▶ **Goal**
List each line of the listing below that contains the string "base".

Source data:

--- start ---

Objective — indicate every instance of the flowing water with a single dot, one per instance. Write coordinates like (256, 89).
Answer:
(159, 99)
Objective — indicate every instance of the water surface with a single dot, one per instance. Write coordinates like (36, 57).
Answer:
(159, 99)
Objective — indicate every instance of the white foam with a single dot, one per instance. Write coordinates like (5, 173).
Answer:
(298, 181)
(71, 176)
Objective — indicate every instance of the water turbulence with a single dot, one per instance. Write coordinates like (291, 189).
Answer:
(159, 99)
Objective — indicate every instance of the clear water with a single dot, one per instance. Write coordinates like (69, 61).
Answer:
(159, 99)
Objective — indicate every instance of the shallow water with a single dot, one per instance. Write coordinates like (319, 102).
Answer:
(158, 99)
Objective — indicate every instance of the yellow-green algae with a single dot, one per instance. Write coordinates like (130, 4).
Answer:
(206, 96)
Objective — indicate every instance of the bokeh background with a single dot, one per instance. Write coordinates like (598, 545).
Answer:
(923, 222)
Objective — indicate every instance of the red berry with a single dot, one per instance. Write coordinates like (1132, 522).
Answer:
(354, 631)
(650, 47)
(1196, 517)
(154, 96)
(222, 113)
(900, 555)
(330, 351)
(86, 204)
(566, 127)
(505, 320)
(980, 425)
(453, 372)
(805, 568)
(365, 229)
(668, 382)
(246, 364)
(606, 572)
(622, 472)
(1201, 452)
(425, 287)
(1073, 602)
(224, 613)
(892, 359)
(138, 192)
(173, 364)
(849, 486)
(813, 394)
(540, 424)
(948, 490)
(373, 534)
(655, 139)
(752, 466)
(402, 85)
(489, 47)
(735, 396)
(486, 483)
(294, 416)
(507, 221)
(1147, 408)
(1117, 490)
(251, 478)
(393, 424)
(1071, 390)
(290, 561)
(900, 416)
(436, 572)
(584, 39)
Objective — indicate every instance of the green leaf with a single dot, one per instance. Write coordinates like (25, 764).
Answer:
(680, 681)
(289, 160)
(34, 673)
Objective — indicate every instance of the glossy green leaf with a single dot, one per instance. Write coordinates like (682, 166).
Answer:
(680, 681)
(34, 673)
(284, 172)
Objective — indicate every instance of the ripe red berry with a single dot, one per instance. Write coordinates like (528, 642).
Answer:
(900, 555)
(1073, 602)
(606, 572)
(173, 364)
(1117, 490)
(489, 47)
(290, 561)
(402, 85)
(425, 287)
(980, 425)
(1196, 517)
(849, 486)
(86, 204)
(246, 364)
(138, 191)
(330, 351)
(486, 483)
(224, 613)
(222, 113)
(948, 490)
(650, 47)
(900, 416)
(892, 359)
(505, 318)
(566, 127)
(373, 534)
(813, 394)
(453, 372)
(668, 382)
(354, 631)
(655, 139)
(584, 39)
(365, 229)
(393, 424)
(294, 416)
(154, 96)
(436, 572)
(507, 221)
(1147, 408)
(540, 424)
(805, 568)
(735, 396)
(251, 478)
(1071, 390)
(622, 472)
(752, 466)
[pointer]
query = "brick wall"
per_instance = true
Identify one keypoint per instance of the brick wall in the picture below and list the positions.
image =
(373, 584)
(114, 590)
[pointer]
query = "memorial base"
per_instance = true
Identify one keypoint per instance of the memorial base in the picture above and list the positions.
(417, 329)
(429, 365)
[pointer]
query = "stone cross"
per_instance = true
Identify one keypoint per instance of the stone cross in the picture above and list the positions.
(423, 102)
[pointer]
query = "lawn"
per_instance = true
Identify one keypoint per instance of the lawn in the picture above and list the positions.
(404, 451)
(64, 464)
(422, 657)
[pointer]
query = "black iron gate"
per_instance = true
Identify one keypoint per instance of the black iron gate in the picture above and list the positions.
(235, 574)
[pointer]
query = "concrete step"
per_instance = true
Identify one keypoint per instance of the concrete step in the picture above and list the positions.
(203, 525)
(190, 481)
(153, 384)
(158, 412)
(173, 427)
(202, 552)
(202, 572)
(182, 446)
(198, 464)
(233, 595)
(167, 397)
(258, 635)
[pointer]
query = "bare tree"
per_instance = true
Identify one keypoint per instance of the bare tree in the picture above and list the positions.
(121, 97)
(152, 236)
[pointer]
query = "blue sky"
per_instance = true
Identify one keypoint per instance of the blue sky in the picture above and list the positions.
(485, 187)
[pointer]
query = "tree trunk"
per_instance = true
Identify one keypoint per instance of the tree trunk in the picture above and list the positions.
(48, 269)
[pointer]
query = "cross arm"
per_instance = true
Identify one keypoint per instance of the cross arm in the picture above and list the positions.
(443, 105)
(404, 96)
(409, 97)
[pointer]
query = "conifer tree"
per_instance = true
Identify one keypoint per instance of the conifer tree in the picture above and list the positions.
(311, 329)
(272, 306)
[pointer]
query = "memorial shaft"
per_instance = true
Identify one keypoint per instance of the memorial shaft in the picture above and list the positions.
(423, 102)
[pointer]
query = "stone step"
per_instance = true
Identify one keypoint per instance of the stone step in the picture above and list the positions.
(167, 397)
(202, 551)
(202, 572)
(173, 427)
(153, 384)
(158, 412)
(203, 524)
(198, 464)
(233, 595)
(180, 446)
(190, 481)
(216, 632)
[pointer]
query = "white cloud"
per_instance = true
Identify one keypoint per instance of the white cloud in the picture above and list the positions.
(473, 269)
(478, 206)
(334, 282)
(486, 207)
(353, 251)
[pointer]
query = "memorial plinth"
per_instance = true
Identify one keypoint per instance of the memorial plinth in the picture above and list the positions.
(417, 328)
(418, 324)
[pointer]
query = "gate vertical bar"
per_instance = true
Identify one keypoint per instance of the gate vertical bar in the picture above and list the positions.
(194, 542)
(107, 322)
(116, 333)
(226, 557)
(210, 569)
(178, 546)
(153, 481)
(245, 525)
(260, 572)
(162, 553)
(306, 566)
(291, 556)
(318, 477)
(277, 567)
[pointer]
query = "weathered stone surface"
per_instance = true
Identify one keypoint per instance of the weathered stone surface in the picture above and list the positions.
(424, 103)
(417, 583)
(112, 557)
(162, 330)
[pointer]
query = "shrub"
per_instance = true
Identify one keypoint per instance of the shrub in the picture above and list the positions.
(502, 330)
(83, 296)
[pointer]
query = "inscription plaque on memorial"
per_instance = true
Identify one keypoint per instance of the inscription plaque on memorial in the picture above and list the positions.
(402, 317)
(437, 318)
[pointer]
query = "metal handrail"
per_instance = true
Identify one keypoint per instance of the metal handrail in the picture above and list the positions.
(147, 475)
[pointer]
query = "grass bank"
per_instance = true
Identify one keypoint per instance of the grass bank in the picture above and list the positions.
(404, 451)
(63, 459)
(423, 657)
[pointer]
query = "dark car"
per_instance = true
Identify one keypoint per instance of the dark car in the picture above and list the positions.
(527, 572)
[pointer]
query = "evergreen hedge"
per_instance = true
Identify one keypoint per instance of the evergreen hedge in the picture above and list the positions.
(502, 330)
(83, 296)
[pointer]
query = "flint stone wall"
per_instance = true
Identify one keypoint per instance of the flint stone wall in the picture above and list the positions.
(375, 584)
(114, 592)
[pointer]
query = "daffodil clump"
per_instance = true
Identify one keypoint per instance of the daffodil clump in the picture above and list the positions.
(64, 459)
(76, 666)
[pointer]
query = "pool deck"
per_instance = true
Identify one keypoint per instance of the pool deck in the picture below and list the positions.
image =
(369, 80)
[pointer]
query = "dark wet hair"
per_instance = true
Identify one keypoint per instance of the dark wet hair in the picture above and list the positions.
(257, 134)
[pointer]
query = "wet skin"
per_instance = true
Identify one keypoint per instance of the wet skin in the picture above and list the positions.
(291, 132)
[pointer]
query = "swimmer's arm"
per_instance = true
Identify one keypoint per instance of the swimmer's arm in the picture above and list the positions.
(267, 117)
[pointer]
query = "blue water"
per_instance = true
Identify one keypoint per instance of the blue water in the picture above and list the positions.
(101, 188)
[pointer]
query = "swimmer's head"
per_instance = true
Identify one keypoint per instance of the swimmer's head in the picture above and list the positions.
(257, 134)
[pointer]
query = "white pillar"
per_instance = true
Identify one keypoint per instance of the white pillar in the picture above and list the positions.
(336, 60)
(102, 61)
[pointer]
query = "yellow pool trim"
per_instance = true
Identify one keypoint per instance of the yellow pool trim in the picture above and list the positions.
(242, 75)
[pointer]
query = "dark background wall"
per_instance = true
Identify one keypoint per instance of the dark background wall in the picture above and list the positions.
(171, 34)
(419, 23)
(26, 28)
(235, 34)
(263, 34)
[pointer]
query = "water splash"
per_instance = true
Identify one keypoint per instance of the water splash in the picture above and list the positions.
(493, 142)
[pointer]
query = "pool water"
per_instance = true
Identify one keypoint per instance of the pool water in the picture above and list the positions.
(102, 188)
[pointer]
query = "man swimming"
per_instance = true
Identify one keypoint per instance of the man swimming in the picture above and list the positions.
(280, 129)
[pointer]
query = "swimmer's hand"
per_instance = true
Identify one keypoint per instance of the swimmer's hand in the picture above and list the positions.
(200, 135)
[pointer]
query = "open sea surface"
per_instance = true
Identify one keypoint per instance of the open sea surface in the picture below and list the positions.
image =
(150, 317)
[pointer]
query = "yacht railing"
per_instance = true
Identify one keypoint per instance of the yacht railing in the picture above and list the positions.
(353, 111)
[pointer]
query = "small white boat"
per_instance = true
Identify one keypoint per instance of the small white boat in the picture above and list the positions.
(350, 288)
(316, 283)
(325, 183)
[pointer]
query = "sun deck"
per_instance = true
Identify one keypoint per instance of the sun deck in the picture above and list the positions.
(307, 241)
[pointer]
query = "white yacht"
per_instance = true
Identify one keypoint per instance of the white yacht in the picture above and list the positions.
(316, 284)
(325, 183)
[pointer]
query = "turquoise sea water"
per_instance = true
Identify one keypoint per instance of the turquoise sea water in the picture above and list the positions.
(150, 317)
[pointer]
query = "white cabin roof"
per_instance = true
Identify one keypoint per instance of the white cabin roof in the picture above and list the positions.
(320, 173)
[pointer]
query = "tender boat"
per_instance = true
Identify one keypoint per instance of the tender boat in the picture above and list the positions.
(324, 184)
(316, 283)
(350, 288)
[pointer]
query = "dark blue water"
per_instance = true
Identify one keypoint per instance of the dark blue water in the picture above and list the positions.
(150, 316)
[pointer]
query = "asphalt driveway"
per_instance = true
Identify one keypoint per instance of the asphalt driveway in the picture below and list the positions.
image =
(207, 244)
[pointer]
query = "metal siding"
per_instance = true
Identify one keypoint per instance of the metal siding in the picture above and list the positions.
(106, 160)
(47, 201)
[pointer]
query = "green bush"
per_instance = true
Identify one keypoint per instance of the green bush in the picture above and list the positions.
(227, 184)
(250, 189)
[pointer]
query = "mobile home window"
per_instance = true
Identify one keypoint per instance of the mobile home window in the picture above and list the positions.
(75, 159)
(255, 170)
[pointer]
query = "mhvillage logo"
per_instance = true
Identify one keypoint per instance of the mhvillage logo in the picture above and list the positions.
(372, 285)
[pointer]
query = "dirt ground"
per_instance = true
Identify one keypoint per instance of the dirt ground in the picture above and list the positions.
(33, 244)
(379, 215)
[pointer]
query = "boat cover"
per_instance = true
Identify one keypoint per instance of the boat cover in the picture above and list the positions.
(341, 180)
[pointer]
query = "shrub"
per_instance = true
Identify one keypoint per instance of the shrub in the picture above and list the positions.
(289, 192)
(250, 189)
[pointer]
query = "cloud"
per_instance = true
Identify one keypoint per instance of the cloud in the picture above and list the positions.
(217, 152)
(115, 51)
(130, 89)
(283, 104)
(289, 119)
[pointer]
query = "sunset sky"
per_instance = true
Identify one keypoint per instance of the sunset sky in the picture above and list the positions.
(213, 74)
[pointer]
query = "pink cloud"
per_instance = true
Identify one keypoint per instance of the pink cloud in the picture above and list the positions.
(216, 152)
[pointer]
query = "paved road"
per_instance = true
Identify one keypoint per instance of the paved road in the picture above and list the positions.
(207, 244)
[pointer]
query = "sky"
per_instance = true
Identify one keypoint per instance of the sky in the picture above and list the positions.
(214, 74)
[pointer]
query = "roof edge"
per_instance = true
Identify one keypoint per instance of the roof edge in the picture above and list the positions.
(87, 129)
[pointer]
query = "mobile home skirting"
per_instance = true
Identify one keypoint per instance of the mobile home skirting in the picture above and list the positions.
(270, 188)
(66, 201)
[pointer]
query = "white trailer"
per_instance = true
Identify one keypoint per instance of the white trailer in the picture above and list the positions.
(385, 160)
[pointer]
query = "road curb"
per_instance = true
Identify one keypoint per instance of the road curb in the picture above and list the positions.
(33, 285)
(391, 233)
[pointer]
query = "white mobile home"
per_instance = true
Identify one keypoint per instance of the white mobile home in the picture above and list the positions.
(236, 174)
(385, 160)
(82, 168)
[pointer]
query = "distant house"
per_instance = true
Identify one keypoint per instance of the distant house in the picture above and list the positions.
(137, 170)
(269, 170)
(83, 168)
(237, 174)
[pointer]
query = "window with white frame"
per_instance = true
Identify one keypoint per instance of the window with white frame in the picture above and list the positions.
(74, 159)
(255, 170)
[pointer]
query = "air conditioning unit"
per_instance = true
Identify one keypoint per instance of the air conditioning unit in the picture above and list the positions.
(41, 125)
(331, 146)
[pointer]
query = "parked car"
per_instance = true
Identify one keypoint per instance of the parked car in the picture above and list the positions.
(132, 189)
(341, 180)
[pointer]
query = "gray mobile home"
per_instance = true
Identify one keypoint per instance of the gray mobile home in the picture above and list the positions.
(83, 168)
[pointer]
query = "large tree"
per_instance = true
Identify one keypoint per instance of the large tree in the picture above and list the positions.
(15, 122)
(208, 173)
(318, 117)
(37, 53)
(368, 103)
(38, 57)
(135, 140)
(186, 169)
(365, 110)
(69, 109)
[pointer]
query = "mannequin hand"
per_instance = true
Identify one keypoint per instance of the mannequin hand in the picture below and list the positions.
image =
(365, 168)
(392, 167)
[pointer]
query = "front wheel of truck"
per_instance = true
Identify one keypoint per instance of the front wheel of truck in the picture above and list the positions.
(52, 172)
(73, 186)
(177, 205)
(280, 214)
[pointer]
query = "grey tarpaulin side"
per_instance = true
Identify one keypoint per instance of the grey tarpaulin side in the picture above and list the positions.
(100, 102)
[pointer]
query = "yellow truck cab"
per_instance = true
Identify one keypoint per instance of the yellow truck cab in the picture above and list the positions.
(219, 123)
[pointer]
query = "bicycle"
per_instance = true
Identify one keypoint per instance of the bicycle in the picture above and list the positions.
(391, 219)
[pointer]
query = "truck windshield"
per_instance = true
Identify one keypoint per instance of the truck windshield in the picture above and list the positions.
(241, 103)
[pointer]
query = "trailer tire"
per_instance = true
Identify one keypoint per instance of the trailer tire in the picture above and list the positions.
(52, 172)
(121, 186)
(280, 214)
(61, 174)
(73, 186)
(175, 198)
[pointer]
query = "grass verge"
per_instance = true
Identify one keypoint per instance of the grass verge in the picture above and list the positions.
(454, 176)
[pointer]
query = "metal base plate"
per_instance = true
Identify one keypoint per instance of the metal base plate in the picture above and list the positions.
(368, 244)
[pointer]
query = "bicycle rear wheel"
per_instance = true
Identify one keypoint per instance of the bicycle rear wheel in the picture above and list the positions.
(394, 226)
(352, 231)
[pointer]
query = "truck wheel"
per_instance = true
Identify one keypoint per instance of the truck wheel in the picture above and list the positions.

--- end ---

▶ **Solution to the exercise**
query = "memorial base"
Identify one keypoint per instance of the memorial base in the picture above and list the positions.
query = "metal base plate"
Identify one keypoint per instance of the metal base plate in the picture above and list the positions.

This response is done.